Task instructions → Identify every line in the records below that contains the word "rear", and copy each of those lines.

— BEGIN —

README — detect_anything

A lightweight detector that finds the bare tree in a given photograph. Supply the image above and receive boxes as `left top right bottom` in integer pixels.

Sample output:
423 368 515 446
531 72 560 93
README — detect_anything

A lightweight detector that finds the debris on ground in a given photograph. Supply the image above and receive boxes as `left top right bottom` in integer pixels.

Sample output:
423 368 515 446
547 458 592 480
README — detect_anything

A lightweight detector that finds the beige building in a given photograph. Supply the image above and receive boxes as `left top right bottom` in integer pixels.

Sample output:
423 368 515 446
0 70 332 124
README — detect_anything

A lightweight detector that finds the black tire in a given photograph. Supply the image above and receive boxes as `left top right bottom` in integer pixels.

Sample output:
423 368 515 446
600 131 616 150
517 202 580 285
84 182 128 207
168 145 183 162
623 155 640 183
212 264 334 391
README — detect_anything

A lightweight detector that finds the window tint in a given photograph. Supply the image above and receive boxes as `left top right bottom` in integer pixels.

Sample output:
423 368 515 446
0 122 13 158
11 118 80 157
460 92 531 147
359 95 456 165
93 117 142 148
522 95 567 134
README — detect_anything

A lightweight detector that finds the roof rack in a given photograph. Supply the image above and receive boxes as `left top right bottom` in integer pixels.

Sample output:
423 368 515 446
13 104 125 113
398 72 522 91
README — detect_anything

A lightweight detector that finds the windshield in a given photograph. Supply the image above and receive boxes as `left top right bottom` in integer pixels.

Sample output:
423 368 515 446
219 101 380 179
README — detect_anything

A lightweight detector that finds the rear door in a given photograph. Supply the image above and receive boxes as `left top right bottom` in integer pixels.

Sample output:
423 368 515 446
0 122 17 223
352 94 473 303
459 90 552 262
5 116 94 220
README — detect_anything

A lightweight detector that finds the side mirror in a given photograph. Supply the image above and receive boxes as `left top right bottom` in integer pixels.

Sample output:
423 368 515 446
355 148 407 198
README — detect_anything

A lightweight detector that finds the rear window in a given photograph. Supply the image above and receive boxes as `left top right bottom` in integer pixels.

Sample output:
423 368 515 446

— END —

Exercise response →
A lightweight detector that finds the rear door in a given photograph. Supply the image above and receive boxes as `left top right bottom` in integer pixels.
A lightweight detector that finds the rear window in a given photograph. Supply the image above and receive boxes as `left top right bottom` in integer pixels.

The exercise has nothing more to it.